**What this task involves:** For the entries that follow, say how many lines hold the string "loose", with nothing else in the reply.
START Source data
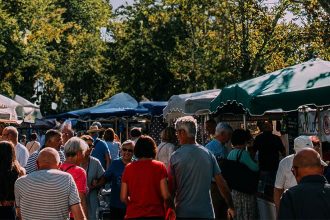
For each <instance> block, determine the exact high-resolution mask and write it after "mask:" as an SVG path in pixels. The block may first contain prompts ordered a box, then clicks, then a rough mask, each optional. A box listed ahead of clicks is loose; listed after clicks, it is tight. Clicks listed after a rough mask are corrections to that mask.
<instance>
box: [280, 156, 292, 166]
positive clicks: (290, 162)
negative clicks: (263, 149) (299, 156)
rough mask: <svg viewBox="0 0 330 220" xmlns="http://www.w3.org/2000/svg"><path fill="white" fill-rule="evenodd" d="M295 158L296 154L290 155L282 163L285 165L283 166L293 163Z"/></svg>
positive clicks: (283, 159)
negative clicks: (294, 157) (284, 165)
mask: <svg viewBox="0 0 330 220" xmlns="http://www.w3.org/2000/svg"><path fill="white" fill-rule="evenodd" d="M293 158H294V154H290V155H288V156H286V157H284V158H283V159H282V160H281V161H280V163H283V164H286V163H291V161H293Z"/></svg>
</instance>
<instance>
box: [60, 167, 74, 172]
mask: <svg viewBox="0 0 330 220" xmlns="http://www.w3.org/2000/svg"><path fill="white" fill-rule="evenodd" d="M75 166H76V165H71V166H69V167H67V168H66V169H65V170H62V171H64V172H67V171H68V170H70V169H71V168H72V167H75Z"/></svg>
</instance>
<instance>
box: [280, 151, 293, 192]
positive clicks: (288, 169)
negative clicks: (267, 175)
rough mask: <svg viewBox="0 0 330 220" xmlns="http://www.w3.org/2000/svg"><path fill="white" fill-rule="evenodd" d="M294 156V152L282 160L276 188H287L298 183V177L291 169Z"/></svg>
mask: <svg viewBox="0 0 330 220" xmlns="http://www.w3.org/2000/svg"><path fill="white" fill-rule="evenodd" d="M293 158H294V154H291V155H289V156H287V157H285V158H283V159H282V160H281V162H280V164H279V166H278V170H277V173H276V180H275V187H276V188H278V189H284V190H286V189H289V188H291V187H293V186H295V185H297V181H296V178H295V177H294V175H293V173H292V171H291V168H292V164H293Z"/></svg>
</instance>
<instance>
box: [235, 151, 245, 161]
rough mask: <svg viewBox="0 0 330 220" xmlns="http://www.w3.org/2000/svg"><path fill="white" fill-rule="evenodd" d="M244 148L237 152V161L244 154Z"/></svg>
mask: <svg viewBox="0 0 330 220" xmlns="http://www.w3.org/2000/svg"><path fill="white" fill-rule="evenodd" d="M243 151H244V149H241V150H240V151H239V152H238V153H237V158H236V162H239V161H240V159H241V156H242V153H243Z"/></svg>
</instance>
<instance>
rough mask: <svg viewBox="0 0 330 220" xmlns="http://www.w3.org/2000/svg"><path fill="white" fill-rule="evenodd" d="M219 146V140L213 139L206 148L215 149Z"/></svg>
mask: <svg viewBox="0 0 330 220" xmlns="http://www.w3.org/2000/svg"><path fill="white" fill-rule="evenodd" d="M217 144H218V142H217V140H216V139H212V140H211V141H210V142H209V143H207V144H206V145H205V147H206V148H210V147H213V146H214V145H217Z"/></svg>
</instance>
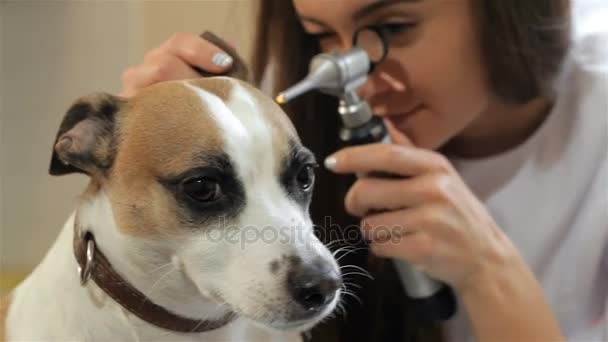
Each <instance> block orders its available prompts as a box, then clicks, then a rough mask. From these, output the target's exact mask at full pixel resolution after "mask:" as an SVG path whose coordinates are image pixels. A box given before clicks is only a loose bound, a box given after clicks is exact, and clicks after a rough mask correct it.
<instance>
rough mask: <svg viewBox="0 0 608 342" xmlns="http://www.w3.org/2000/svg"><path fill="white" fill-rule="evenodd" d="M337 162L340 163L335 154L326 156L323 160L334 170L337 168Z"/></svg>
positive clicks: (327, 167) (328, 165) (326, 166)
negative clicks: (336, 158)
mask: <svg viewBox="0 0 608 342" xmlns="http://www.w3.org/2000/svg"><path fill="white" fill-rule="evenodd" d="M337 163H338V160H337V159H336V157H334V156H329V157H327V158H325V160H324V161H323V164H324V165H325V167H326V168H328V169H330V170H332V171H333V170H335V168H336V164H337Z"/></svg>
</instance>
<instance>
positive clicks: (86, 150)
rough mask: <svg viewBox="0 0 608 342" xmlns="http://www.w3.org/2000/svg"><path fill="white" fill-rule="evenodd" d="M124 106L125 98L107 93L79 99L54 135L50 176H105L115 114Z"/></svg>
mask: <svg viewBox="0 0 608 342" xmlns="http://www.w3.org/2000/svg"><path fill="white" fill-rule="evenodd" d="M124 103H125V100H124V99H122V98H119V97H116V96H113V95H110V94H106V93H97V94H93V95H89V96H85V97H81V98H80V99H78V100H77V101H76V102H75V103H74V104H73V105H72V106H71V107H70V109H69V110H68V112H67V113H66V114H65V116H64V118H63V121H62V122H61V125H60V127H59V131H58V132H57V137H56V138H55V143H54V144H53V156H52V158H51V166H50V168H49V173H50V174H51V175H64V174H67V173H73V172H79V173H86V174H88V175H94V174H103V173H105V171H106V170H107V169H109V167H110V166H111V165H112V161H113V160H114V154H115V146H114V121H115V114H116V113H117V112H118V111H119V110H120V107H121V106H122V105H123V104H124Z"/></svg>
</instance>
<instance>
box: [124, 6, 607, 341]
mask: <svg viewBox="0 0 608 342" xmlns="http://www.w3.org/2000/svg"><path fill="white" fill-rule="evenodd" d="M570 5H571V4H570V3H569V1H567V0H536V1H529V0H511V1H493V0H453V1H439V0H418V1H414V0H408V1H403V0H402V1H389V0H387V1H378V0H351V1H332V2H321V1H317V0H293V1H284V0H276V1H263V2H262V7H261V11H260V17H259V26H258V27H259V31H258V36H257V45H256V51H255V55H254V61H253V63H254V65H253V66H254V73H255V80H256V82H261V80H262V78H263V76H268V77H270V78H271V80H272V82H273V85H274V89H273V90H274V91H273V94H276V93H277V92H278V91H279V90H283V89H285V88H287V87H288V86H290V85H292V84H293V83H295V82H297V81H298V80H300V79H301V78H302V77H304V75H305V74H306V72H307V66H308V62H309V60H310V58H311V57H312V56H313V55H315V54H317V53H319V52H322V51H330V50H332V49H340V50H341V49H349V48H350V47H351V42H352V36H353V33H354V32H355V31H356V30H357V29H359V28H361V27H364V26H370V25H371V26H380V27H382V28H383V29H385V30H387V31H388V32H389V53H388V55H387V57H386V59H385V60H384V61H383V62H382V63H381V64H379V65H378V66H377V68H376V69H375V70H374V72H373V73H372V74H371V75H370V77H369V80H368V82H367V83H366V84H364V85H363V86H362V87H361V89H360V94H361V96H363V97H364V98H365V99H367V100H368V101H369V103H370V105H371V106H372V108H373V111H374V113H376V114H378V115H380V116H382V117H384V118H385V122H386V123H387V125H388V126H389V129H390V131H391V135H392V138H393V141H394V142H395V143H394V144H392V145H387V144H371V145H365V146H358V147H348V148H344V149H341V147H342V146H341V145H340V143H339V142H338V138H337V129H338V125H339V122H338V121H339V120H338V118H337V115H336V102H335V99H333V98H328V97H325V96H323V95H320V94H316V93H311V94H308V95H306V96H302V97H301V98H300V99H297V100H295V101H293V103H290V104H289V106H288V107H287V108H286V109H287V111H288V113H289V114H290V115H291V117H292V119H293V121H294V123H295V125H296V127H297V128H298V130H299V132H300V135H301V136H302V139H303V142H304V144H305V145H307V146H308V147H310V148H311V149H312V150H313V151H314V152H315V153H316V154H317V155H318V156H319V157H320V158H326V157H327V159H325V166H326V168H327V169H326V170H325V169H324V170H320V172H319V175H318V178H317V185H316V190H315V198H314V199H313V202H312V203H313V204H312V208H311V212H312V215H313V217H314V219H315V221H316V223H317V224H318V225H319V226H320V228H321V229H322V230H321V231H322V232H323V233H324V234H322V236H336V234H332V232H333V231H332V230H338V231H340V232H341V233H342V235H341V236H344V229H345V227H352V225H353V224H356V223H360V227H361V234H362V235H364V236H365V237H366V238H369V239H371V243H370V245H369V246H370V249H369V251H371V253H368V251H367V250H365V249H363V250H360V251H358V253H352V254H350V255H348V256H346V257H345V258H344V259H342V260H341V262H344V263H348V264H357V265H362V266H364V267H365V268H366V269H367V270H369V271H370V273H371V274H372V275H373V276H374V277H375V280H374V281H365V280H362V279H355V280H354V281H355V282H356V285H362V289H361V290H357V288H356V287H353V288H352V289H350V290H351V291H356V292H357V295H358V296H359V297H360V298H361V301H362V304H360V305H359V304H357V303H349V304H348V306H347V315H346V318H344V317H339V318H337V319H334V320H332V321H329V322H327V323H325V324H322V325H320V326H319V327H318V328H316V329H315V330H313V340H336V341H337V340H341V341H352V340H365V341H372V340H375V341H386V340H395V341H397V340H400V341H404V340H437V339H440V338H442V334H441V330H444V331H445V334H443V337H446V338H448V339H452V340H456V341H461V340H464V339H466V338H469V337H470V336H475V337H476V338H477V339H478V340H480V341H486V340H492V341H494V340H516V341H523V340H535V341H555V340H562V339H570V340H598V341H600V340H606V339H608V323H607V322H606V315H605V312H606V306H607V302H606V297H607V288H608V279H607V278H608V276H607V274H608V272H607V271H608V266H607V264H608V261H607V259H608V257H607V254H608V252H607V250H608V247H607V246H608V220H607V219H606V214H605V213H606V210H605V209H606V206H605V205H606V203H605V189H606V185H607V182H608V180H607V176H606V174H607V173H608V168H607V167H608V166H607V165H608V164H607V162H606V159H607V157H606V151H605V146H606V144H607V143H608V141H607V139H606V133H605V131H606V126H605V125H599V124H598V123H599V122H604V123H605V120H606V107H605V102H602V101H605V99H604V96H605V95H603V94H604V93H605V92H606V91H607V90H606V87H607V85H606V76H605V75H606V74H605V73H604V74H602V71H601V70H595V69H593V68H592V65H594V64H593V62H592V61H590V60H589V59H586V60H585V62H584V63H583V62H582V61H581V59H580V58H575V57H576V54H577V51H579V50H580V48H577V46H578V45H577V44H578V43H577V42H576V41H575V43H577V44H574V45H573V46H569V43H570V41H571V39H570V38H571V37H572V35H571V33H570V14H571V13H572V12H571V8H570V7H571V6H570ZM594 37H595V36H594ZM601 42H602V41H600V44H601ZM604 42H605V41H604ZM581 44H585V43H584V42H582V43H581ZM592 47H593V46H592ZM591 55H593V54H591ZM567 56H570V58H567V59H566V57H567ZM598 58H603V57H598ZM268 61H271V63H269V62H268ZM230 62H231V61H230V58H228V57H226V56H224V55H222V54H221V51H220V50H219V49H218V48H217V47H214V46H211V45H210V44H208V43H206V42H204V41H202V40H200V39H198V38H197V37H196V36H195V35H189V34H179V35H176V36H174V37H173V38H172V39H170V40H168V41H167V42H165V43H164V44H163V45H162V46H160V47H159V48H157V49H155V50H153V51H151V52H150V53H149V54H148V55H147V56H146V58H145V60H144V62H143V63H142V64H141V65H139V66H136V67H133V68H130V69H129V70H128V71H127V72H126V73H125V74H124V76H123V84H124V95H126V96H129V95H132V94H134V93H136V92H137V90H138V89H140V88H142V87H144V86H146V85H149V84H152V83H155V82H159V81H163V80H169V79H181V78H190V77H196V76H197V74H196V73H195V72H194V71H193V70H192V66H197V67H199V68H202V69H205V70H207V71H210V72H223V71H225V70H227V69H228V68H229V67H230ZM269 64H271V65H273V67H272V70H270V71H269V70H267V69H268V68H266V67H267V65H269ZM270 72H272V74H269V73H270ZM600 120H603V121H600ZM336 151H337V152H336ZM334 152H336V153H334ZM370 171H384V172H390V173H394V174H398V175H401V176H403V178H400V179H375V178H365V179H359V180H357V181H355V180H354V179H353V177H352V176H347V175H353V174H356V173H359V172H370ZM344 209H346V213H345V212H344ZM378 210H382V211H381V212H378ZM370 212H373V213H374V214H368V213H370ZM395 226H397V227H400V229H401V231H400V233H401V238H400V239H398V242H397V243H386V242H383V241H385V240H380V239H378V240H375V238H374V237H375V236H377V235H374V232H377V231H378V230H379V229H380V228H382V227H395ZM357 231H358V230H357ZM359 240H360V239H359V238H357V237H355V239H353V240H351V241H350V242H351V243H353V244H356V245H362V244H360V242H359ZM391 241H395V240H391ZM390 259H397V260H405V261H408V262H410V263H412V264H413V265H415V266H416V267H418V268H420V269H422V270H424V271H425V272H427V273H428V274H429V275H431V276H433V277H435V278H437V279H439V280H441V281H444V282H446V283H447V284H449V285H450V286H451V287H452V288H453V289H454V291H455V293H456V295H457V298H458V300H459V306H460V310H459V312H458V314H457V316H456V317H455V318H454V319H452V320H450V321H449V322H447V323H446V324H445V325H444V326H443V327H442V326H439V325H437V324H433V323H428V322H423V321H420V320H419V319H417V317H416V314H415V312H412V305H411V301H409V300H408V299H407V298H406V297H405V296H404V295H403V290H402V287H401V283H400V279H399V278H398V276H397V275H396V273H395V271H394V269H393V267H392V263H391V262H388V260H390ZM442 328H443V329H442Z"/></svg>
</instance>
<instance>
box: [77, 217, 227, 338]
mask: <svg viewBox="0 0 608 342" xmlns="http://www.w3.org/2000/svg"><path fill="white" fill-rule="evenodd" d="M74 255H75V256H76V261H77V262H78V273H79V275H80V284H81V285H82V286H84V285H86V283H87V281H88V280H89V279H92V280H93V281H94V282H95V283H96V284H97V286H99V287H100V288H101V289H102V290H103V291H104V292H105V293H106V294H107V295H108V296H110V297H112V298H113V299H114V300H115V301H116V302H117V303H119V304H120V305H121V306H122V307H124V308H125V309H127V310H128V311H129V312H131V313H132V314H134V315H135V316H137V317H139V318H141V319H142V320H144V321H146V322H148V323H150V324H153V325H155V326H157V327H160V328H163V329H167V330H172V331H177V332H182V333H200V332H205V331H209V330H213V329H217V328H220V327H223V326H224V325H226V324H228V323H230V322H231V321H232V320H233V319H234V318H235V314H234V313H228V314H226V315H225V316H224V317H222V318H220V319H217V320H198V319H192V318H186V317H183V316H180V315H177V314H175V313H173V312H171V311H169V310H167V309H165V308H163V307H162V306H160V305H157V304H154V303H153V302H152V301H151V300H150V299H149V298H147V297H146V296H145V295H144V294H143V293H141V291H139V290H138V289H136V288H135V287H133V286H132V285H131V284H129V282H127V281H126V280H125V279H124V278H123V277H122V276H120V275H119V274H118V273H117V272H116V271H115V270H114V269H113V268H112V264H110V262H109V261H108V259H107V258H106V257H105V256H104V255H103V253H102V252H101V250H99V248H98V247H97V246H96V244H95V237H94V236H93V234H92V233H91V232H89V231H81V230H80V229H78V228H77V227H76V226H74Z"/></svg>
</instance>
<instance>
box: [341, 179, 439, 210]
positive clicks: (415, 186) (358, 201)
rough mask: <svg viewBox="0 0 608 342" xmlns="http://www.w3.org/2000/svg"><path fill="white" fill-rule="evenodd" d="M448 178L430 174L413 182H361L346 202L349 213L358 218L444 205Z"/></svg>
mask: <svg viewBox="0 0 608 342" xmlns="http://www.w3.org/2000/svg"><path fill="white" fill-rule="evenodd" d="M443 177H445V176H441V175H436V174H427V175H423V176H419V177H413V178H401V179H395V178H374V177H365V178H360V179H359V180H357V181H356V182H355V184H353V186H352V187H351V188H350V189H349V191H348V193H347V194H346V197H345V199H344V206H345V208H346V211H347V212H348V213H349V214H351V215H353V216H357V217H362V216H364V215H367V214H368V213H370V212H378V211H391V210H397V209H404V208H412V207H416V206H420V205H422V204H430V203H434V202H438V201H443V200H444V199H446V198H447V197H448V196H449V194H446V193H445V191H446V189H445V188H446V186H445V185H444V184H443V183H444V182H445V181H444V180H442V178H443Z"/></svg>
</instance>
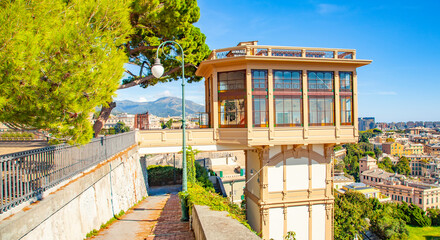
END Source data
**Result for this task:** 2